### TEXT EXCERPT

——

I use ML models every day in my work, and understand how they function. It is true that individuals information is probabilistically encoded into the parameters of the model. However, if the model is any good, the people they trained on's information is encoded only a bit more than that of the entire population.

There is sort of a privacy issue in the following sense: The models they've built have learned relationships between preferences and personalities that they wouldn't otherwise have been able to learn. But these relationships are abstract. They are not tethered to any particular, identifiable individual.

A reasonable argument can be made that those learned relationships are, in a sense, stolen property. And I think arguments along those lines are interesting things that we'll have to explore as this sort of thing becomes more common. But the idea that this model invades individuals privacy just isn't really true.




Is there a reason that people are only talking about the privacy angle?

People very much don't want these models to exist. They don't want a predictive model which will guess their affiliation just by providing unrelated Activity bread crumbs.

That's why I assumed this whole issue has exploded recently.

Not the privacy, but the implications.


But if the resulting model doesn't contain information about individuals, how does this help targeting individuals for the campaign?

Edit: is it that the model is then applied to only strictly public data about the person? If so I guess the interesting question then becomes whether the model is definitely not anything near overfitting (i.e. containing enough information to match a person's public data directly since it was trained on it (amongst other data))? (I'm not an ML developer.)

——

### DATASET EXCERPTS

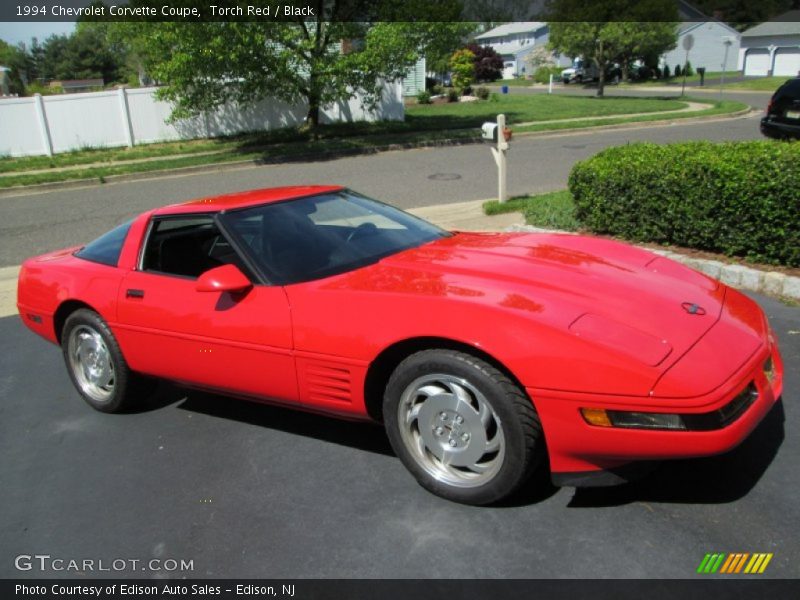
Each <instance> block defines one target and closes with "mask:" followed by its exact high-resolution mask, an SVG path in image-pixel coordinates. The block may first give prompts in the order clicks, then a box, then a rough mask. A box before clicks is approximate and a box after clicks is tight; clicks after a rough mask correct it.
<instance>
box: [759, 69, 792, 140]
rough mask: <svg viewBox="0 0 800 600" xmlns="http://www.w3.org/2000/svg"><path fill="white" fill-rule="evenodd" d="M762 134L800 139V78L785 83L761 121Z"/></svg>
mask: <svg viewBox="0 0 800 600" xmlns="http://www.w3.org/2000/svg"><path fill="white" fill-rule="evenodd" d="M761 133H763V134H764V135H766V136H767V137H774V138H780V139H784V138H795V139H800V77H797V78H796V79H790V80H789V81H787V82H786V83H784V84H783V85H782V86H781V87H779V88H778V90H777V91H776V92H775V94H774V95H773V96H772V100H770V101H769V105H767V115H766V116H765V117H764V118H763V119H761Z"/></svg>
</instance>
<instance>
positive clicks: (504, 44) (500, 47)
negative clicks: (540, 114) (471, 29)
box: [475, 21, 571, 79]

——

### EXERCISE DIRECTIONS
Carry forward the online discussion above about machine learning models and privacy, picking up after its final comment.

### RESULT FOR THIS TASK
Edit 2: also, going with your comparison with the "20 most representative pixels", it seems interesting then that 'this much' (although not exactly sure how much) information can be inferred from a public profile when just also knowing enough about the whole Facebook population. OK, so perhaps a human would be able to infer about as much, but doesn't scale, and that's why the model becomes valuable?


> But if the resulting model doesn't contain information about individuals, how does this help targeting individuals for the campaign?

I don't know exactly what they were modeling, but from the published reports, it sounds like they were trying to predict big 5 personality characteristics (conscientousness, neuroticism, openness, extraversion, agreeableness) from FB profile data (e.g. likes, dislikes, bio, post content, etc.). So in that case, the model would contain weights that measure the strength of relationship between characteristics like "likes punk rock music" and "openness". That description really only literally applies to a linear model - but nonlinear models are, for these purposes, the same.


> I know what they trained on because it's been reported on.

What reason do you have to think their data set consisted of only what has been reported?

How do you know anything about the models they used?